# [Problems and tasks]
**A.** According to the biography of Max and Martha Münden, in what year did Daniel Münden start his own company?
**B.** Reproduce word for word everything in the Münden biography from "With his load" down to "Fall von Trauma).".
**C.** Continue the biography of Max and Martha Münden, starting after its last sentence.

# [Text for analysis]
──────────

Search for Names, Places and Biographies


Already layed Stumbling Stones



Martha Münden (née Gräfenberg) * 1876

Grindelallee 153 (Eimsbüttel, Rotherbaum)

1941 Riga

further stumbling stones in Grindelallee 153:
Gittel Adolf, Barthold Goldschmidt, Alfred Hammer, Reisel Hammer, Joseph (Josef) Hammer, Dr. Max Münden

Dr. Max Münden, born on 25 Feb. 1865 in Hamburg, died on 24 Sept. 1936 in the Bergedorf court prison
Martha Münden, née Gräfenberg, born on 10 July 1876 in Adelebsen, deported on 6 Dec. 1941 to Riga


Marcus Max Münden probably attended, like his two brothers born after him, Daniel (in 1866) and Anton (in 1867), the Talmud Tora School in Hamburg, located during his school days on Kohlhöfen. The early death of the father, Salomon Münden, in 1877 limited the family’s ability to fund university studies for the sons. Nevertheless, the oldest son Max was enabled to attend school up to obtaining his high school graduation diploma (Abitur). Since the Talmud Tora School only had the status of a Realschule [a practice-oriented secondary school up to grade 10] of the second order (2. Ordnung), upon taking his exams there, Max Münden had to study for another two years at an Oberrealschule [a high school without Latin] or a Realgymnasium [a high school focused on science, math, and modern languages]. With the exam passed there, in 1883, he then had the prerequisites for university studies but his parents’ financial circumstances did not permit this. In 1887, his brother Daniel Münden started his own company, putting him in a position to contribute to supporting his mother and siblings.

With his load lightened in this way, Max Münden started studying medicine in 1888, at the age of 33. He attended the universities of Jena, Munich, Berlin, and Kiel and received a doctorate in medicine and surgery, with the title of "Dr. med et chir.” The doctoral thesis dealt with the topic of "A peculiar fatal case of trauma” (Ein eigentümlicher tödlich verlaufener Fall von Trauma).

──────────

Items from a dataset
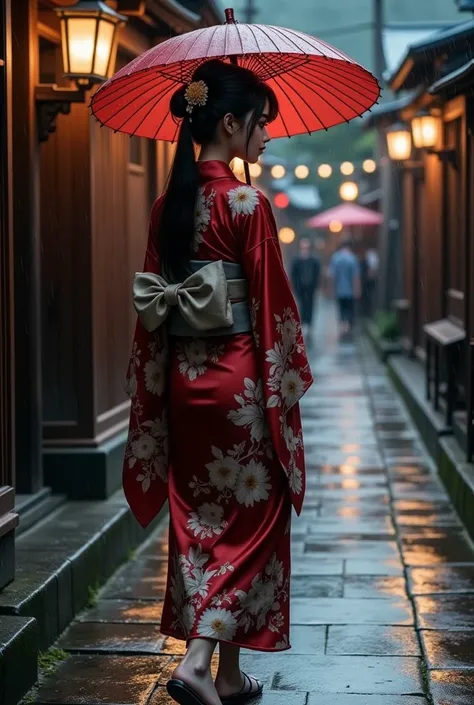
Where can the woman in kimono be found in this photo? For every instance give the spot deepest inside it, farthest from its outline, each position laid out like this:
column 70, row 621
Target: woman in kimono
column 217, row 368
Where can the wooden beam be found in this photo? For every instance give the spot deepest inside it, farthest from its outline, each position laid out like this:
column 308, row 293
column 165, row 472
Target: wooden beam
column 27, row 247
column 132, row 7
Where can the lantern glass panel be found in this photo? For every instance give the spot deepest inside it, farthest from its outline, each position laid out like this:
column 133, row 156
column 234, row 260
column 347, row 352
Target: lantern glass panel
column 425, row 131
column 105, row 38
column 81, row 41
column 65, row 51
column 399, row 145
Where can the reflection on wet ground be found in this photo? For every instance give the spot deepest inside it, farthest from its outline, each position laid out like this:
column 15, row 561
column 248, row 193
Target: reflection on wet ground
column 382, row 579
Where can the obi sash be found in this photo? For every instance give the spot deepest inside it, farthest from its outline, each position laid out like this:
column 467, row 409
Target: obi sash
column 211, row 301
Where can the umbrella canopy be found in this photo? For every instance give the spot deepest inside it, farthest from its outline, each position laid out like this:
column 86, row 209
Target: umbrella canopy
column 347, row 214
column 317, row 86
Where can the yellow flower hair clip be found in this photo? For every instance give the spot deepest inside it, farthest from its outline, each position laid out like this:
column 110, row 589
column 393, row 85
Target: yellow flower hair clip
column 196, row 94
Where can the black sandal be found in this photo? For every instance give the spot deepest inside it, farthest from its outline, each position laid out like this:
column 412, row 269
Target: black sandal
column 241, row 696
column 182, row 693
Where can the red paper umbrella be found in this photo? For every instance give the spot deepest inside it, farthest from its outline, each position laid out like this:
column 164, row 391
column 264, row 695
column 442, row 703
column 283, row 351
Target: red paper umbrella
column 317, row 86
column 347, row 214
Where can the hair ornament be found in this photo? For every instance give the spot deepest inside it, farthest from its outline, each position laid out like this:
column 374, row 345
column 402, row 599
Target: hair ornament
column 196, row 94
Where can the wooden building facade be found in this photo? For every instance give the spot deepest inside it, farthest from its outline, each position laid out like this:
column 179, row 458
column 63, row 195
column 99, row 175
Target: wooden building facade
column 74, row 207
column 434, row 83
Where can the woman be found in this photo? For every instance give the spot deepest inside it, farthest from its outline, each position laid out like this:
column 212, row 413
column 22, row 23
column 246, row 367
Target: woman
column 215, row 424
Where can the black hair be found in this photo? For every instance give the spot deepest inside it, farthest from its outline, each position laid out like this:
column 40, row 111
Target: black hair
column 231, row 89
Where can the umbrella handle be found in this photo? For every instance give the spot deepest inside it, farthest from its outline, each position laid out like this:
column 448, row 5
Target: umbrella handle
column 247, row 173
column 234, row 60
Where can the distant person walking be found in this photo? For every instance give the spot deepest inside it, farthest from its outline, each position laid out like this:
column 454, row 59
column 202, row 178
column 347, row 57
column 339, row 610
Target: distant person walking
column 344, row 270
column 371, row 261
column 305, row 275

──────────

# [Numbered responses]
**A.** In 1887.

**B.**
With his load lightened in this way, Max Münden started studying medicine in 1888, at the age of 33. He attended the universities of Jena, Munich, Berlin, and Kiel and received a doctorate in medicine and surgery, with the title of "Dr. med et chir.” The doctoral thesis dealt with the topic of "A peculiar fatal case of trauma” (Ein eigentümlicher tödlich verlaufener Fall von Trauma).

**C.**
Max Münden specialized in gynecological disorders and sexually transmitted diseases, being listed with his own practice in the Hamburg phone directories since 1898. On 19 May 1898, he had the Hamburger Fremdenblatt print an ad with the following text: "I have set myself up as a general practitioner, surgeon, and obstetrician at Grindelallee 131a on the second floor. Dr. Max Münden. Office hours 8–9:30 a.m., 4:30–6:30 p.m.” Since 1907 at the latest, his consulting rooms were at Steindamm 43. Thus, the practice was located in the St. Georg quarter near the Reichshof Hotel built in 1909, an entertainment district populated with many prostitutes as well.

The area around the central station and Steindamm in particular were monitored by the vice squad. As the niece related, his wife Martha was not allowed to set foot in the practice room. Dealings with prostitutes were generally considered offensive.

The home of the Münden couple was located in the Rotherbaum quarter: at Grindelallee 131a (1898–1899), Grindelallee 124 (1900), Grindelallee 122 (1901–1908), and Grindelallee 153 (1909–1936). In the apartment at Grindelallee 153, Max Münden attended to patients in a room set aside specifically for this use.

Max Münden and Martha Gräfenberg were married after 1909, and the marriage remained childless. Martha Gräfenberg was born in 1876 in Adelebsen, a town with about 1,200 residents near Göttingen. Her father Salomon Gräfenberg (1834–1918) operated a hardware store there. Thus, he ranked among the more affluent Jews in town. From 1868 until 1882, he was the head of the Adelebsen Synagogue Community (Synagogengemeinde) and from 1889 until 1893, he served as chair of the Adelebsen municipal council. Subsequently, the family members moved to Göttingen separately.

In Oct. 1909, 33-year-old Martha relocated there as well. Two of her brothers attended high school and university: Selly Gräfenberg (1863–1921) studied Spanish and later taught as a PhD. at the University of Frankfurt/Main. Ernst Gräfenberg (1881–1957) studied medicine in Göttingen and Munich, obtaining his doctorate in 1905 and operating his own practice as a gynecologist in Berlin-Schöneberg, as well as holding a position as a chief physician at the hospital in Berlin-Britz. He was dismissed from this post in 1933 and sentenced to three years in prison on charges of currency smuggling in 1937. After his dismissal, he managed, with assistance from friends and through selling his property, to emigrate to the USA, where in the course of sex research he discovered the G-spot named after him. His brother, Hans Gräfenberg (1877–1956), managed the Michaelis & Gräfenberg women’s coats factory in Berlin.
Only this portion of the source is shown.